Dataset entries
════
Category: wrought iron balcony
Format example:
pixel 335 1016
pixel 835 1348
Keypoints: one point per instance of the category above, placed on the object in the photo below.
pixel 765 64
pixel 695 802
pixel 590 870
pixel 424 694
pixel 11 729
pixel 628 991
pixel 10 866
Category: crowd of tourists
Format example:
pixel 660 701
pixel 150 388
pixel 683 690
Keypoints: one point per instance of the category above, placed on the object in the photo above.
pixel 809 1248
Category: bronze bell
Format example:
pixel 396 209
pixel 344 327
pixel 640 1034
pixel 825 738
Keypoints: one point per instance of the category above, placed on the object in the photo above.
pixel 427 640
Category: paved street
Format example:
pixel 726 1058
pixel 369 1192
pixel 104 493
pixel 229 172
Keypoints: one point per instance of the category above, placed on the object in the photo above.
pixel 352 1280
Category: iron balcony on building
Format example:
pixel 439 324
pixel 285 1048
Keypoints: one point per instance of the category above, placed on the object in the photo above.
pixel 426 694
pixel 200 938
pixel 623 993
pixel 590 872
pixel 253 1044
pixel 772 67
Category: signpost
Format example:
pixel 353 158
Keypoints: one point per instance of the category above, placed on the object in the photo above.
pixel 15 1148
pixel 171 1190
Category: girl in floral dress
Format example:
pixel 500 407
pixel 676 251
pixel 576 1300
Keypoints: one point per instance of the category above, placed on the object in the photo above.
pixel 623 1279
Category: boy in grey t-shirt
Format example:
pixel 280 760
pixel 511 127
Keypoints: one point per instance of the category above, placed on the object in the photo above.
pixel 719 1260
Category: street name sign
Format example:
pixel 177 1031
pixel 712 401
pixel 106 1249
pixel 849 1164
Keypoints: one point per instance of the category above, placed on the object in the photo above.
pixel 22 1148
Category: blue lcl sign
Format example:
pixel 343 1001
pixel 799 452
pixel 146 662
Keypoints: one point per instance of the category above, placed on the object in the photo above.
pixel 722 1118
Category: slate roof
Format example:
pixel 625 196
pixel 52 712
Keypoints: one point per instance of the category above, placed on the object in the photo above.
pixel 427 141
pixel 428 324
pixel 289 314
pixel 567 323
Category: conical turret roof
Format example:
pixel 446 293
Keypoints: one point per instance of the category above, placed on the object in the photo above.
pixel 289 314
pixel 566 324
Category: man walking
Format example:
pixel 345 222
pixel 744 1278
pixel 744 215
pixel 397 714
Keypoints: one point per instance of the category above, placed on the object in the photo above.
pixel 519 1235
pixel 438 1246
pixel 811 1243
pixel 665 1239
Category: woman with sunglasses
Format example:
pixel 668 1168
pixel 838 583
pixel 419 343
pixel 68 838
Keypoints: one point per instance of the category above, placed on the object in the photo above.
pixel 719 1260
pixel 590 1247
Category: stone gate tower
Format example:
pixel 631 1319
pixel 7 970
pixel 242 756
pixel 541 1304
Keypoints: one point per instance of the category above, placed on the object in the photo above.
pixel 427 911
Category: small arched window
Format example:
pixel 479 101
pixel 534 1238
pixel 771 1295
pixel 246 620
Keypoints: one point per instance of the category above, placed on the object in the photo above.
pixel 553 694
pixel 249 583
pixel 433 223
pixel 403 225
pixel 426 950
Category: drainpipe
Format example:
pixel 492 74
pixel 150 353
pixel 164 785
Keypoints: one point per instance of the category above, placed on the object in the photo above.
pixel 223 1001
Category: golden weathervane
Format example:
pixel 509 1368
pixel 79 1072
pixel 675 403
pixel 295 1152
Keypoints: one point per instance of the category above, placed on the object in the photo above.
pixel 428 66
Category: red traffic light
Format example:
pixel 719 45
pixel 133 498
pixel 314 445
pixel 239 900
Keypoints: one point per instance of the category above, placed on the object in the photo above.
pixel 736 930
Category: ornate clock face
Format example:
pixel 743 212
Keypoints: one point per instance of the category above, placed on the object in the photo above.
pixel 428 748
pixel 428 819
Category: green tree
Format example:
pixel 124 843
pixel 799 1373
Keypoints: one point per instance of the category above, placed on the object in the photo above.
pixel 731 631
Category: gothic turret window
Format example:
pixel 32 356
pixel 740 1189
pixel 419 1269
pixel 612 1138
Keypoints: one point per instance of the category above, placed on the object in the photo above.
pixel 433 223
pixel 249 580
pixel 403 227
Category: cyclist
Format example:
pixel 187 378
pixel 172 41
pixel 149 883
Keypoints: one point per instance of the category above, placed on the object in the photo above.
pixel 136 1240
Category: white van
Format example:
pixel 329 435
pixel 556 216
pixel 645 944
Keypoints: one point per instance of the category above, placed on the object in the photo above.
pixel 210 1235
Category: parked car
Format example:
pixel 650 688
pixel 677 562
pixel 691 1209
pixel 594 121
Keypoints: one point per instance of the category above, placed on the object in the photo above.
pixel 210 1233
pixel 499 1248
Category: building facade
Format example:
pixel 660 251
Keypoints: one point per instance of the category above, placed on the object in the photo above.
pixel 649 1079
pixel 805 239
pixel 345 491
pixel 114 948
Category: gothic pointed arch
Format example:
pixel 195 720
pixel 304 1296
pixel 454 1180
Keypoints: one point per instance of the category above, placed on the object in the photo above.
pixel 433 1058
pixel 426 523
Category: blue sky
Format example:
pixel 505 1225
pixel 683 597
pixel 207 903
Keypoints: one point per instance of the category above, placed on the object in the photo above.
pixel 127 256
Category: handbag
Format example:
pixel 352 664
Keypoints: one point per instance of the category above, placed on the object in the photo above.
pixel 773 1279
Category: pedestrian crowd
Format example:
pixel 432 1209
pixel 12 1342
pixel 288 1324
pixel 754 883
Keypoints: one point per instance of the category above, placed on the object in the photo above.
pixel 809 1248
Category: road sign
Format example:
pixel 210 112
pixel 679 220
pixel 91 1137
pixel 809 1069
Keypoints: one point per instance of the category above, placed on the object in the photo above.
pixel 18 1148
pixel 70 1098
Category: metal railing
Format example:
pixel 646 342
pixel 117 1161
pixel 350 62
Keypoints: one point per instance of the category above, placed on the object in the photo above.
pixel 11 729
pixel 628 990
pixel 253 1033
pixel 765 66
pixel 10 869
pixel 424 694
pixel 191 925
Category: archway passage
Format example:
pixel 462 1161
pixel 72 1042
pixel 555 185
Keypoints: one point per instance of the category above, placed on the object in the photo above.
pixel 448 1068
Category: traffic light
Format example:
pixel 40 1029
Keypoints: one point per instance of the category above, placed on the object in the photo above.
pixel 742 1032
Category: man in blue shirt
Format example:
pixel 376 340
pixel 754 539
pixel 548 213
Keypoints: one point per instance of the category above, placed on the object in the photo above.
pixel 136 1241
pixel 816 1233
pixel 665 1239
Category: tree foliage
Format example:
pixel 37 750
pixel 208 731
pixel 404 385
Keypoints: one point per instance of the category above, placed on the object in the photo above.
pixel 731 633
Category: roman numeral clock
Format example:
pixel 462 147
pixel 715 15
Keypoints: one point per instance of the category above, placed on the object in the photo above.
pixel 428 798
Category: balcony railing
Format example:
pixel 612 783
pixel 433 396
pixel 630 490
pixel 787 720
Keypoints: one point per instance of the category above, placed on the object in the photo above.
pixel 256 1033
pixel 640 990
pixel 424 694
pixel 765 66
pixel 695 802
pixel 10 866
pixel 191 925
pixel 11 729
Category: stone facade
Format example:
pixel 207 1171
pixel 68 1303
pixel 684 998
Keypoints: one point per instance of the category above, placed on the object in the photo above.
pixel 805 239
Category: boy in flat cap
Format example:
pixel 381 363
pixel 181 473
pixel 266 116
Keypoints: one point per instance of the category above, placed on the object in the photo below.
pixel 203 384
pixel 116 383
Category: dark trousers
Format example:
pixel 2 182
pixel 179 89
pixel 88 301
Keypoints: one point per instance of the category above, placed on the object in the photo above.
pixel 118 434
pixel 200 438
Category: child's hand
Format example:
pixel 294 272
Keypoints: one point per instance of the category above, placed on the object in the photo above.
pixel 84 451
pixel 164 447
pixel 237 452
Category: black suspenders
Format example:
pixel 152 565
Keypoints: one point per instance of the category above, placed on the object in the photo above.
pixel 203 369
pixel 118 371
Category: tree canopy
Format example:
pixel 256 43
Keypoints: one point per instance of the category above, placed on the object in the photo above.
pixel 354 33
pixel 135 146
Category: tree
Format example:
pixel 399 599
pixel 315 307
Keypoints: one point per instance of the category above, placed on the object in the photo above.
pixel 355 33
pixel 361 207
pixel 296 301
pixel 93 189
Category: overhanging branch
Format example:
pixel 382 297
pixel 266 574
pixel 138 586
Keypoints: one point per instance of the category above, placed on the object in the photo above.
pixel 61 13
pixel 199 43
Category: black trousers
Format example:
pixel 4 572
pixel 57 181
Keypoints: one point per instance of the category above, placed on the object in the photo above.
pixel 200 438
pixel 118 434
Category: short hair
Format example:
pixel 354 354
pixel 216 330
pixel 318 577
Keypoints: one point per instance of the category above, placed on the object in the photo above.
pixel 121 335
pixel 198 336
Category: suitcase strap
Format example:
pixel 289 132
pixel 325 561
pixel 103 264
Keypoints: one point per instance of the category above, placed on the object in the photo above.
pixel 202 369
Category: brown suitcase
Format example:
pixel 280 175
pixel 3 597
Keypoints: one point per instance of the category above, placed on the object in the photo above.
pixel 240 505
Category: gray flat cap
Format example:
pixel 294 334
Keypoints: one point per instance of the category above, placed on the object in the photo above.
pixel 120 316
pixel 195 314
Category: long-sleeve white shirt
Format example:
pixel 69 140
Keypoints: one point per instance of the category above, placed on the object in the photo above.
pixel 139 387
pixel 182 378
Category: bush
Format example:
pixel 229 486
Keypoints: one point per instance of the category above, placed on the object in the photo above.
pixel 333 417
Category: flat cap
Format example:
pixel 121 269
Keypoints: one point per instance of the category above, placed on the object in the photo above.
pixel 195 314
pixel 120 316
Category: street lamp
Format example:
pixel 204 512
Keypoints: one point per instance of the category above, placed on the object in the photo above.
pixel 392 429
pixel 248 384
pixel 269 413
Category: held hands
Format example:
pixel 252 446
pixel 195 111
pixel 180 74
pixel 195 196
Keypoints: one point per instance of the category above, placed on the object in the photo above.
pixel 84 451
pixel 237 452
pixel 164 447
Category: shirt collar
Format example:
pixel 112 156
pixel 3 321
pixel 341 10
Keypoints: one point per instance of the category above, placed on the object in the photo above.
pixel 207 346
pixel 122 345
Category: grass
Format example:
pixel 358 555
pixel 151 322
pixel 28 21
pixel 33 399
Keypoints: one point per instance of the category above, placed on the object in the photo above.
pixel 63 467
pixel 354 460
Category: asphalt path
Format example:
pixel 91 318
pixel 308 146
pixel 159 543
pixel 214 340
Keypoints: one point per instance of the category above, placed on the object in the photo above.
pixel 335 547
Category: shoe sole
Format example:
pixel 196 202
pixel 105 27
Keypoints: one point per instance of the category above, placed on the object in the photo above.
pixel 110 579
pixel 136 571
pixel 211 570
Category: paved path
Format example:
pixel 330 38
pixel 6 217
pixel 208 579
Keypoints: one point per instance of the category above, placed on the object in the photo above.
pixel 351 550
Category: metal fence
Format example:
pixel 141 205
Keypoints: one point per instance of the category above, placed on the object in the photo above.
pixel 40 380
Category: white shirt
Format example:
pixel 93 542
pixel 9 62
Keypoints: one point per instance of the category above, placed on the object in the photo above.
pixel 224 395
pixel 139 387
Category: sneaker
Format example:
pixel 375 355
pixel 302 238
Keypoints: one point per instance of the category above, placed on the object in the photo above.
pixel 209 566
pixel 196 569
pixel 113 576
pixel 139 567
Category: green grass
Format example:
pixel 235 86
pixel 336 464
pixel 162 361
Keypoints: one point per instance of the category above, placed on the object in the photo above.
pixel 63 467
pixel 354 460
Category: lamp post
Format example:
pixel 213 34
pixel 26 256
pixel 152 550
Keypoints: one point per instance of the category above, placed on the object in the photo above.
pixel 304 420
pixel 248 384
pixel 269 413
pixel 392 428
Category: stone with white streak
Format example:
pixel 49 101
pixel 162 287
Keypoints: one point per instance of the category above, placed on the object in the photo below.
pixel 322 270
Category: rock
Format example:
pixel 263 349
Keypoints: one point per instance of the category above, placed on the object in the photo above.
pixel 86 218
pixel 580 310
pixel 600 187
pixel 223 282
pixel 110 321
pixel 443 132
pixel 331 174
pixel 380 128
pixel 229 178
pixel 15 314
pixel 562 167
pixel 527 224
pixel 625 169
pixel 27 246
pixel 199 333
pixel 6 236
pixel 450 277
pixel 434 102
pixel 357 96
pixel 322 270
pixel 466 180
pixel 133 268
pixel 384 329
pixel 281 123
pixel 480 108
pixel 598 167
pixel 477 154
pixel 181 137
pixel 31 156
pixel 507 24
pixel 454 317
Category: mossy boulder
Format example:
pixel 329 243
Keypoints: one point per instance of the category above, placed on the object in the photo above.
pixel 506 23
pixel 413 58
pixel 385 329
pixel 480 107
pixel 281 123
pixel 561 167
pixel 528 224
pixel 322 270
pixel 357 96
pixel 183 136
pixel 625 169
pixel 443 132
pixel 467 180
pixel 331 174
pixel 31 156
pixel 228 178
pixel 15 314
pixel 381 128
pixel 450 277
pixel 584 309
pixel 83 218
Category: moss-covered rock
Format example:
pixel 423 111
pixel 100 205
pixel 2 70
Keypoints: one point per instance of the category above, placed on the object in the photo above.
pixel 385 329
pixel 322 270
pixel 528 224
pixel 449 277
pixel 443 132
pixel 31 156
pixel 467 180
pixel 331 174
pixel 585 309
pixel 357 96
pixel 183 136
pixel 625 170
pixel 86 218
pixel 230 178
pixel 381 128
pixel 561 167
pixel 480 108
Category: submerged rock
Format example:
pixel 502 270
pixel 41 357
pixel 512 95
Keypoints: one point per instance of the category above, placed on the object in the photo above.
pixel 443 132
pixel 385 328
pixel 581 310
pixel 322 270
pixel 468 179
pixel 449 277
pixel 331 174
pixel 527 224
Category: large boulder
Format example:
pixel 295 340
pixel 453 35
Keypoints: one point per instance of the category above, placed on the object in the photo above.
════
Quote the data verbatim, starting with its first line and continuing through the line that contains "pixel 427 640", including both of those lines.

§ **TASK RESULT**:
Category: wrought iron balcony
Format example:
pixel 335 1016
pixel 835 1348
Keypoints: one point per instance of the category above, placed on the object in the photo below.
pixel 765 64
pixel 695 802
pixel 590 870
pixel 424 694
pixel 11 729
pixel 628 991
pixel 10 866
Category: crowd of tourists
Format example:
pixel 660 701
pixel 150 388
pixel 683 690
Keypoints: one point per instance of the category above, placed on the object in the photo above.
pixel 809 1248
Category: bronze bell
Format example:
pixel 396 209
pixel 344 327
pixel 640 1034
pixel 825 738
Keypoints: one point per instance of the category above, placed on the object in the photo above.
pixel 427 640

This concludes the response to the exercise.